• Given instruction A:
Can you transcribe the turkey hunting thread word for word, from "I have access" to "a new spot."?
*-*-*
I have access to almost 3500 acres of prime turkey property. First time in my life I have ever had a place big enough to "chase" a bird. I have never spring turkey hunted in my life. I'd have no clue what to do, and I'm the type personality that i have no desire to have someone call one in for me to shoot. To me, that would be like hanging someone else's deer mounts in my house. I don't have any patience anyways.


----------



## Jack Ryan (Mar 5, 2017)

Turkey hunting flow chart.

1. Find turkeys. If their is no turkeys, everything else is a waste of time. If you are not seeing turkeys, if you are not hearing turkeys, if you are not finding turkey feathers or bones from coyote kills,  if no one else is killing turkeys where you hunt.

You need a new spot.

2. If you are in an area WITH turkeys and you are not seeing and not hearing turkeys. You are too noisy, you move too much, you get there too late, to leave too early and you don't hunt often enough. Everything beyond this you are wasting your time. You can't buy a sit still pill at Walmart.

If none of the above is the case...

3. If you hear them and you never see them, you aren't calling enough. Even if your calling sucks, more calling is how you get better. Imitate the REAL TURKEY you hear in the woods, once you start hearing them. Practice THAT all the time. Learn their cadence and mixture of sounds. EVERY turkey sounds a little different and behaves a little different. You don't have to sound like the same 3 minute tape played over and over. Screwing up one attempted call is not the end of the hunt. Listen to live turkeys every chance  you get, they start and stop and switch in the middle of vocalizations all the time. 

Just call. (and be ready to shoot)

4. If you have turkeys come, you hear them, you see them they just run from you when they see you like the boogy man. Your camo sucks, you don't sit still, your dekes set up sucks it should be drawing their eyes off YOU, someone with you is not sitting still, you are not sitting still.

STOP CALLING when you see them and get ready to shoot. Until you've got to this point you've wasted every penny and every minute you've spent at walmart buying junky crap like a dumb bus stop sucker. You SHOULD have been hunting and learning all the above.

I've hunted with old timers who kill a turkey every year with a slug barrel and their rabbit loads while they sit in a lawn chair with a blanket over them.

You kill turkeys by going hunting. If you go to Walmart to improve your turkey success, then just stop at the frozen food section.


----------



## Jack Ryan (Mar 5, 2017)

HT2 said:


> The biggest Turkey I've ever taken was a "19 pounder" out of the frozen food section in the grocery store!!!!!!!!!



True story...


----------



## ryanwhit (Mar 5, 2017)

These old threads are a trip!  So many who have been banned or no longer post.

When this thread was first posted I had not started turkey hunting yet.


----------



## DRBugman85 (Mar 6, 2017)
*-*-*
• Given instruction B:
Could you filter the listing down to only the lines containing the string "bare" and copy each of those lines in full?

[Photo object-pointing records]
*-*-*
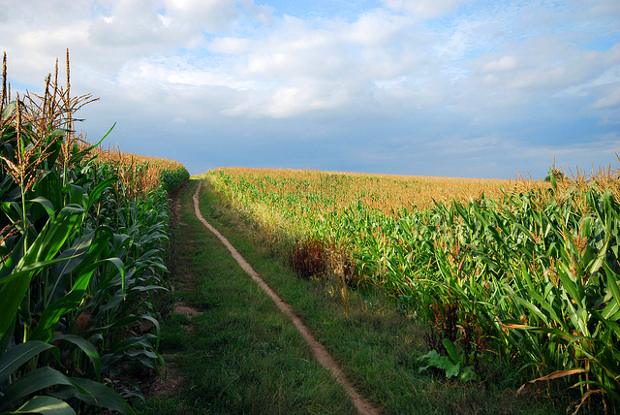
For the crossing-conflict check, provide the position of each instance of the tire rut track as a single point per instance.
(320, 353)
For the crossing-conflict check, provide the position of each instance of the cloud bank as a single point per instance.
(442, 87)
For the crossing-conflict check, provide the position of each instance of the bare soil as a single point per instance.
(320, 353)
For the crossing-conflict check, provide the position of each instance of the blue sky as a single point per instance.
(422, 87)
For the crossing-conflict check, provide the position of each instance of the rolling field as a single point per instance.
(527, 276)
(83, 251)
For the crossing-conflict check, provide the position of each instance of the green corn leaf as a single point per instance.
(32, 382)
(44, 405)
(86, 346)
(16, 356)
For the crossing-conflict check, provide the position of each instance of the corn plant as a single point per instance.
(528, 276)
(81, 252)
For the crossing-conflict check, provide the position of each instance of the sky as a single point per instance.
(419, 87)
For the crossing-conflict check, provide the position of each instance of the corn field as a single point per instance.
(83, 244)
(523, 273)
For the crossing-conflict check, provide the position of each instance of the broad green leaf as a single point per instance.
(45, 405)
(16, 356)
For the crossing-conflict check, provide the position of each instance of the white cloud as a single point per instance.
(192, 60)
(505, 63)
(610, 100)
(424, 8)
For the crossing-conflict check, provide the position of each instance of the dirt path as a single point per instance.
(318, 350)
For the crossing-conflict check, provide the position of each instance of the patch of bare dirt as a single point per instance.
(363, 406)
(183, 309)
(170, 379)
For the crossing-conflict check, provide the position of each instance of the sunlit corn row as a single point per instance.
(528, 274)
(83, 243)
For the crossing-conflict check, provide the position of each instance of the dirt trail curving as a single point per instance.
(318, 350)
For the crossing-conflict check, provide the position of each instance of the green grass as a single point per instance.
(244, 357)
(241, 355)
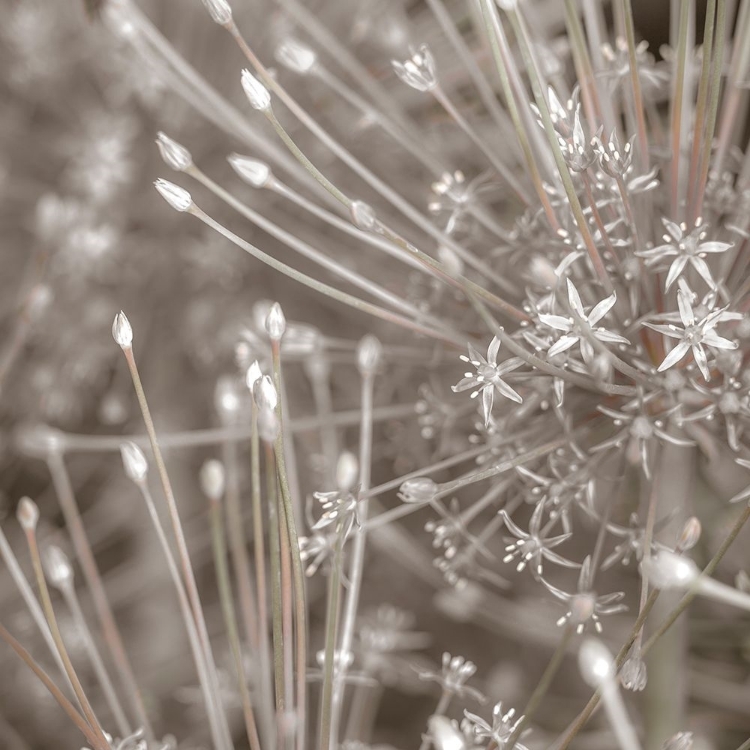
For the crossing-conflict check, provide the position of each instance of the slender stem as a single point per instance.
(298, 573)
(543, 685)
(111, 633)
(49, 611)
(182, 550)
(65, 704)
(230, 620)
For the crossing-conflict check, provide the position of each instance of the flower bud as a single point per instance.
(668, 570)
(27, 514)
(295, 56)
(369, 352)
(134, 462)
(220, 11)
(177, 197)
(347, 470)
(253, 375)
(595, 662)
(257, 94)
(122, 331)
(275, 322)
(253, 171)
(57, 567)
(265, 393)
(175, 155)
(213, 479)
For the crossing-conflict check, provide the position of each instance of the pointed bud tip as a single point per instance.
(122, 331)
(134, 462)
(177, 197)
(27, 514)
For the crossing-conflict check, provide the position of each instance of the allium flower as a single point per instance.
(489, 377)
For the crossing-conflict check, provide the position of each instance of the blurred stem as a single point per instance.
(230, 620)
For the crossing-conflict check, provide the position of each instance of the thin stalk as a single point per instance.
(65, 704)
(266, 694)
(182, 550)
(319, 286)
(542, 686)
(71, 600)
(110, 632)
(298, 573)
(49, 612)
(11, 562)
(331, 629)
(230, 620)
(210, 697)
(357, 560)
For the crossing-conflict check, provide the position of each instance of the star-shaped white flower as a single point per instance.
(488, 377)
(576, 330)
(694, 334)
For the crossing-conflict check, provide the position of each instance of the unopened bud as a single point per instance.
(213, 479)
(363, 216)
(27, 514)
(253, 171)
(257, 94)
(177, 197)
(265, 393)
(296, 56)
(220, 11)
(175, 155)
(595, 662)
(668, 570)
(275, 322)
(690, 535)
(134, 462)
(57, 567)
(268, 425)
(122, 332)
(253, 375)
(369, 352)
(347, 470)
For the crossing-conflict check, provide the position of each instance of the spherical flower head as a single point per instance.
(212, 479)
(134, 462)
(369, 354)
(174, 154)
(347, 471)
(27, 514)
(418, 490)
(57, 567)
(220, 11)
(253, 171)
(418, 71)
(122, 332)
(595, 662)
(295, 56)
(668, 570)
(177, 197)
(257, 94)
(275, 322)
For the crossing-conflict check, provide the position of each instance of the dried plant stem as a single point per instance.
*-*-*
• Task result A:
I have access to almost 3500 acres of prime turkey property. First time in my life I have ever had a place big enough to "chase" a bird. I have never spring turkey hunted in my life. I'd have no clue what to do, and I'm the type personality that i have no desire to have someone call one in for me to shoot. To me, that would be like hanging someone else's deer mounts in my house. I don't have any patience anyways.


----------



## Jack Ryan (Mar 5, 2017)

Turkey hunting flow chart.

1. Find turkeys. If their is no turkeys, everything else is a waste of time. If you are not seeing turkeys, if you are not hearing turkeys, if you are not finding turkey feathers or bones from coyote kills,  if no one else is killing turkeys where you hunt.

You need a new spot.

• Task result B:
For the crossing-conflict check, provide the position of each instance of the bare soil as a single point per instance.
For the crossing-conflict check, provide the position of each instance of the patch of bare dirt as a single point per instance.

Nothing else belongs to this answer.